[Rows from a dataset]
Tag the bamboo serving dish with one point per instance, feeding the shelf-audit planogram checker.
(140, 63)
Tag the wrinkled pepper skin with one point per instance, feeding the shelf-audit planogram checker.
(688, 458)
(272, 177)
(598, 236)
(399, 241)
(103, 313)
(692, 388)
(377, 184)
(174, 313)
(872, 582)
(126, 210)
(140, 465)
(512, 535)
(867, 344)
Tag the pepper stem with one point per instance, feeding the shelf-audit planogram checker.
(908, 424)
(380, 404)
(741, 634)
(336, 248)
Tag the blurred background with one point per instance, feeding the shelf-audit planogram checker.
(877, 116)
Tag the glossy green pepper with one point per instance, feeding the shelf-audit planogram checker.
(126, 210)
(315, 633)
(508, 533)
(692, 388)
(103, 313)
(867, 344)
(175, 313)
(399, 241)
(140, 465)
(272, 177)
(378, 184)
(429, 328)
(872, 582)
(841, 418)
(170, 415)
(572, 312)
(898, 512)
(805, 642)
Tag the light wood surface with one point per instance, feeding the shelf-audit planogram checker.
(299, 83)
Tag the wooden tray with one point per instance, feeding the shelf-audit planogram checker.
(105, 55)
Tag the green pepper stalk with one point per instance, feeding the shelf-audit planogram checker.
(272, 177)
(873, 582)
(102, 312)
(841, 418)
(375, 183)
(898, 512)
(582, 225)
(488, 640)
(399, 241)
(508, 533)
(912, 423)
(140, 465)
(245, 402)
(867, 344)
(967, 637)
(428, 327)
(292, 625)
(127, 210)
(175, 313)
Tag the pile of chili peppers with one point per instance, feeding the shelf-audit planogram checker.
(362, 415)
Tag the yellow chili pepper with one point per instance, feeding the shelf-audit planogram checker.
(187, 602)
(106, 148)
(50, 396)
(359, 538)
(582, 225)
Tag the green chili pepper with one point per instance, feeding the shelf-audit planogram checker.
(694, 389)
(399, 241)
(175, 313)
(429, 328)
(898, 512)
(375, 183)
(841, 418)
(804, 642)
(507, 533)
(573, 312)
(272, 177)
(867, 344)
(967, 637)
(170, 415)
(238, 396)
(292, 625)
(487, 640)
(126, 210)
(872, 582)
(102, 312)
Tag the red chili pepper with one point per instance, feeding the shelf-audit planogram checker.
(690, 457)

## [Written instruction]
Return the material in full, exactly as shown.

## [Right answer]
Tag the bamboo serving dish with one point per instance, feeding the shelf-audit planogram checker.
(140, 63)
Tag the wrinkled pepper skin with one point per instance, feeding the shelf-audit planogram checker.
(688, 458)
(272, 177)
(598, 236)
(399, 241)
(103, 313)
(692, 388)
(377, 184)
(174, 313)
(872, 582)
(126, 210)
(140, 465)
(512, 535)
(867, 344)
Tag the pepper stem with one point per instance, feeding the shelf-audit planogram checker.
(908, 424)
(380, 404)
(741, 634)
(336, 248)
Tag the blurred background with one point per instance, feeding the shelf-audit planogram checker.
(877, 116)
Tag the glossy green pepper with one point per instance, feeding the shelf-audit planogram checker.
(126, 210)
(315, 633)
(508, 533)
(692, 388)
(103, 313)
(867, 344)
(175, 313)
(399, 241)
(140, 465)
(272, 177)
(378, 184)
(429, 328)
(872, 582)
(841, 418)
(170, 415)
(572, 312)
(898, 512)
(805, 642)
Tag the light wood surface with one point per instance, feeding the shelf-audit planogram checker.
(299, 83)
Tag the wooden tray with one point per instance, feeding the shelf-audit planogram checker.
(105, 55)
Tag the green pepper stalk with one point per instance, feeding the shelf-audit planogram checker.
(272, 177)
(873, 582)
(102, 312)
(841, 418)
(375, 183)
(898, 512)
(582, 225)
(488, 640)
(399, 241)
(508, 533)
(912, 423)
(140, 465)
(245, 402)
(867, 344)
(967, 637)
(428, 327)
(292, 625)
(127, 210)
(175, 313)
Tag the pile of chili peppers with one point per instance, feeding the shelf-audit planogram checker.
(362, 415)
Tag the yellow chili pepper with one point per instance, feeding the shelf-audit planogram checker.
(187, 602)
(106, 148)
(50, 396)
(359, 538)
(582, 225)
Tag the green chili pepper with one point per instance, feeding the shelf-audit planogram checker.
(694, 389)
(399, 241)
(175, 313)
(429, 328)
(898, 512)
(375, 183)
(841, 418)
(804, 642)
(507, 533)
(573, 312)
(272, 177)
(867, 344)
(967, 637)
(170, 415)
(238, 396)
(292, 625)
(487, 640)
(126, 210)
(872, 582)
(102, 312)
Tag the red chili pepper with one point per instance, feeding the shelf-audit planogram checker.
(690, 457)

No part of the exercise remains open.